Start of MATERIAL FOR THE TASK
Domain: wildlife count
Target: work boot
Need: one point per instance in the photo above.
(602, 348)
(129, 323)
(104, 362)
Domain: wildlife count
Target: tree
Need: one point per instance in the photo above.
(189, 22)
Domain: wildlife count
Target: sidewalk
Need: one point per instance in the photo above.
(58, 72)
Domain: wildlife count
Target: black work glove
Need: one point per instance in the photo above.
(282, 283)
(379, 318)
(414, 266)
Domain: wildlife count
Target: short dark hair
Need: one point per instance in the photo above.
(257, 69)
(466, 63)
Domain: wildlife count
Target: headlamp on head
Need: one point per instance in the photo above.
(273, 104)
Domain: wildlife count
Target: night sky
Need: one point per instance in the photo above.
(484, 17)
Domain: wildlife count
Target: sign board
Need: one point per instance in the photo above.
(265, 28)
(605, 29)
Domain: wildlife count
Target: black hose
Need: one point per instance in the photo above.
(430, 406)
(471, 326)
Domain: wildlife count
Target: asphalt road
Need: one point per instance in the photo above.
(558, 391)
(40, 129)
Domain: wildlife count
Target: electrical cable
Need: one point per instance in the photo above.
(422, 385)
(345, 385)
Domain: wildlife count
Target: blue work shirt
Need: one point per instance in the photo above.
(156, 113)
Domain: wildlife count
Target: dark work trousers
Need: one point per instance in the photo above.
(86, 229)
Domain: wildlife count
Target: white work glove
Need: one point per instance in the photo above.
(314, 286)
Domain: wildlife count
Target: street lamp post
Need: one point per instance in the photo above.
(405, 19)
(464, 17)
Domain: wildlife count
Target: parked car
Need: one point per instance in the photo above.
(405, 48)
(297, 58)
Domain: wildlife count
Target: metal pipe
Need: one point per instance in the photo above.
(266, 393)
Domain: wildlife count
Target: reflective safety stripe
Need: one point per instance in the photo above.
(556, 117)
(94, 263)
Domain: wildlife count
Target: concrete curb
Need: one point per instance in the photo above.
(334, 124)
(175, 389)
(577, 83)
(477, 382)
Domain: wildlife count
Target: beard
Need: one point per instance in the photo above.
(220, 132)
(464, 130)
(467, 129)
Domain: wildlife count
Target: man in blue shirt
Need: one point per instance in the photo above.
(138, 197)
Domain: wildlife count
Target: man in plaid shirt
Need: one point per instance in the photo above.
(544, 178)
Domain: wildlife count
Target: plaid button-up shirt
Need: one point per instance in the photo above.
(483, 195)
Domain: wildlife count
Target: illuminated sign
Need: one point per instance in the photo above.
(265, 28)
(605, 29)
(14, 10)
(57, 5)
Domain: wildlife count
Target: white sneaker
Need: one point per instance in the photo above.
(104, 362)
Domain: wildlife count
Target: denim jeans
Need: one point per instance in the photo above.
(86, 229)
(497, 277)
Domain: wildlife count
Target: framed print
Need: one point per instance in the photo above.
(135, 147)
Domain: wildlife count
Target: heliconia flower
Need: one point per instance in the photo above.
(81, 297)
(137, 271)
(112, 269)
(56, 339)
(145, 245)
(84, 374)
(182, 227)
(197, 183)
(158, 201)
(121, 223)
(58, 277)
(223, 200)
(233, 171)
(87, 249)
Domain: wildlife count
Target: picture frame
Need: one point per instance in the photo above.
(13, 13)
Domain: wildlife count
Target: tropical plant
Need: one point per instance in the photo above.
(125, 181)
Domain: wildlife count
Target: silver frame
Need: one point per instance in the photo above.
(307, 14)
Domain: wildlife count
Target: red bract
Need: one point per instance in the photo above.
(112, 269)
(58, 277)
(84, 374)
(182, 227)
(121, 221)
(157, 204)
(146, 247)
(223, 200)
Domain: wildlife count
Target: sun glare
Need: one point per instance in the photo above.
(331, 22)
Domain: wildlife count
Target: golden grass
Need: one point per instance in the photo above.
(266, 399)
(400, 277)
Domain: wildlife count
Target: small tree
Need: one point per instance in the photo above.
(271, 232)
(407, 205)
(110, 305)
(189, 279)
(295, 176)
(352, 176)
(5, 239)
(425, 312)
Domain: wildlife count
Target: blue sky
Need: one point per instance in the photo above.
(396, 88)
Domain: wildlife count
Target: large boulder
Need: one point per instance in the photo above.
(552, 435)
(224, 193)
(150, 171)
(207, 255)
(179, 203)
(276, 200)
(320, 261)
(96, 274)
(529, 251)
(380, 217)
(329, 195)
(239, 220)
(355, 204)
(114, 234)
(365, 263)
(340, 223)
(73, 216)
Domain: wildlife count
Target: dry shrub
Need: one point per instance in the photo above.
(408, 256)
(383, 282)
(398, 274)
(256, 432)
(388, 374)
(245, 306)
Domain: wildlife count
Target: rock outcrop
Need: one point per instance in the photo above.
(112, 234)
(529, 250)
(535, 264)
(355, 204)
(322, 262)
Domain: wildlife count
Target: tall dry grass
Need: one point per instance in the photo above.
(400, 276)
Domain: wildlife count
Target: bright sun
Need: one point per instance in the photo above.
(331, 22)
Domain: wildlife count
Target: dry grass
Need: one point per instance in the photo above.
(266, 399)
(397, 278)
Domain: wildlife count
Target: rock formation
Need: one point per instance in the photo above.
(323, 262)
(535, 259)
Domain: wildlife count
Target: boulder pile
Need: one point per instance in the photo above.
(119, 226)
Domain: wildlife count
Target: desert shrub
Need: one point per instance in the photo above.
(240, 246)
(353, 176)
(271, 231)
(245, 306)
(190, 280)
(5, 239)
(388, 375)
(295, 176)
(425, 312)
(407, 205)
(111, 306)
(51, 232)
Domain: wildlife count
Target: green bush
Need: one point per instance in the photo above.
End of MATERIAL FOR THE TASK
### WORK TO COMPLETE
Print the material above once more, exactly.

### OUTPUT BELOW
Domain: wildlife count
Target: work boot
Need: one point per instance in the photo above.
(602, 348)
(129, 323)
(104, 362)
Domain: wildlife count
Target: tree
Need: one point per instance in the photo above.
(189, 22)
Domain: wildlife count
Target: sidewalk
Need: one point per instance in the photo above.
(58, 72)
Domain: wildlife count
Target: black work glove
Need: one point per instance in the photo above.
(282, 283)
(379, 318)
(414, 266)
Domain: wildlife count
Target: short dark hair
Need: one point per instance in the photo above.
(257, 69)
(466, 63)
Domain: wildlife count
Target: headlamp on head
Need: one point per instance in the photo above.
(273, 104)
Domain: wildlife count
Target: night sky
Need: one point per instance in the photo above.
(484, 17)
Domain: wildlife count
Target: sign board
Need: one point per instance in the photo above.
(265, 28)
(605, 29)
Domain: wildlife count
Target: black hose
Need: one point per instance in the photo above.
(430, 406)
(471, 326)
Domain: wildlife count
Target: asphalt road
Need: one point per instance in the photo above.
(558, 391)
(40, 129)
Domain: wildlife count
Target: electrical cable
Need: one point per instance in the photo above.
(422, 385)
(345, 385)
Domain: wildlife count
Target: blue work shirt
Need: one point per instance in the photo above.
(156, 113)
Domain: wildlife count
Target: dark work trousers
Need: one point per instance in the photo above.
(86, 229)
Domain: wildlife count
Target: white work glove
Need: one point per instance in the photo above.
(314, 286)
Domain: wildlife count
Target: street lamp post
Need: one point per instance in the photo above.
(405, 19)
(464, 17)
Domain: wildlife count
Target: parked car
Need: one point per instance in the photo above.
(405, 48)
(297, 58)
Domain: wildlife count
Target: metal pipe
Need: one point per instance in the photo above.
(266, 393)
Domain: wildlife count
Target: reflective safety stripe
Need: one point per instance in the photo above.
(556, 117)
(94, 263)
Domain: wildlife count
Target: concrete curb
Need: one point per instance in the photo above.
(334, 124)
(175, 389)
(577, 83)
(477, 382)
Domain: wildlife count
Target: beard
Need: one point per instance in the photo above.
(220, 132)
(464, 130)
(467, 129)
Domain: wildlife count
Target: man in blue shirt
Need: one point per instance in the photo above.
(138, 197)
Domain: wildlife count
Target: man in plaid shirt
Need: one point per instance in the photo above.
(544, 178)
Domain: wildlife count
Target: plaid button-up shirt
Need: one point per instance in the photo above.
(483, 195)
Domain: wildlife count
Target: illuminated sign
Need: one point per instance in the photo above.
(265, 28)
(605, 29)
(14, 10)
(57, 5)
Domain: wildlife count
Target: white sneaker
Need: one point per instance in the photo above.
(104, 362)
Domain: wildlife count
Target: denim jeans
Need: one point per instance in the photo above.
(86, 229)
(497, 277)
Domain: wildlife count
Target: framed print
Need: one point per instance in the photo above.
(135, 147)
Domain: wildlife count
Target: heliconia flower
Need: one point per instance in the photo above.
(81, 297)
(137, 271)
(112, 269)
(56, 339)
(145, 245)
(84, 374)
(182, 227)
(197, 183)
(158, 201)
(121, 223)
(58, 277)
(223, 200)
(233, 171)
(87, 249)
Domain: wildlife count
Target: picture frame
Need: one point per instance in the photo above.
(13, 13)
Domain: wildlife count
Target: tropical plant
Need: one point per instance in the photo above.
(125, 181)
Domain: wildlife count
Target: silver frame
Need: one point per instance in the photo above.
(307, 14)
Domain: wildlife count
Target: red bract
Need: one point per instance in the photo above.
(112, 269)
(58, 277)
(84, 374)
(182, 227)
(121, 221)
(157, 204)
(146, 247)
(223, 200)
Domain: wildlife count
Target: sun glare
Need: one point per instance in the photo above.
(331, 22)
Domain: wildlife count
Target: golden grass
Need: one point per instance in the photo above.
(266, 399)
(400, 277)
Domain: wildlife count
Target: small tree
Need: one point per instance in the photo above.
(271, 232)
(407, 205)
(110, 305)
(189, 279)
(295, 176)
(352, 176)
(5, 239)
(425, 312)
Domain: wildlife count
Target: blue sky
Need: one point per instance in the photo above.
(396, 88)
Domain: wildlife count
Target: large boulder
Need: one point per instance in the photo above.
(552, 435)
(224, 193)
(150, 171)
(207, 255)
(179, 203)
(276, 200)
(320, 261)
(96, 274)
(529, 251)
(380, 217)
(329, 195)
(239, 220)
(355, 204)
(114, 234)
(365, 263)
(340, 223)
(73, 216)
Domain: wildlife count
Target: dry shrub
Need: one point per instance in the photo above.
(408, 256)
(383, 282)
(398, 274)
(256, 432)
(388, 374)
(245, 306)
Domain: wildlife count
Target: rock outcrop
Need: one point per instance in the photo above.
(112, 234)
(529, 250)
(535, 264)
(355, 204)
(322, 262)
Domain: wildlife count
Target: tall dry grass
Need: one point per instance in the photo above.
(400, 276)
Domain: wildlife count
Target: bright sun
Need: one point per instance in the photo above.
(331, 22)
Domain: wildlife count
Target: dry grass
Need: one point per instance in the photo above.
(266, 399)
(397, 278)
Domain: wildlife count
Target: rock formation
Need: one point per instance in the photo above.
(323, 262)
(535, 259)
Domain: wildlife count
Target: boulder pile
Need: one point per instance in the photo above.
(119, 226)
Domain: wildlife count
Target: desert shrub
Need: one point per instance in the photo above.
(240, 246)
(353, 176)
(271, 231)
(245, 306)
(190, 280)
(5, 239)
(388, 375)
(295, 176)
(425, 312)
(407, 205)
(111, 306)
(51, 232)
Domain: wildlife count
Target: green bush
Need: one point per instance in the photo above.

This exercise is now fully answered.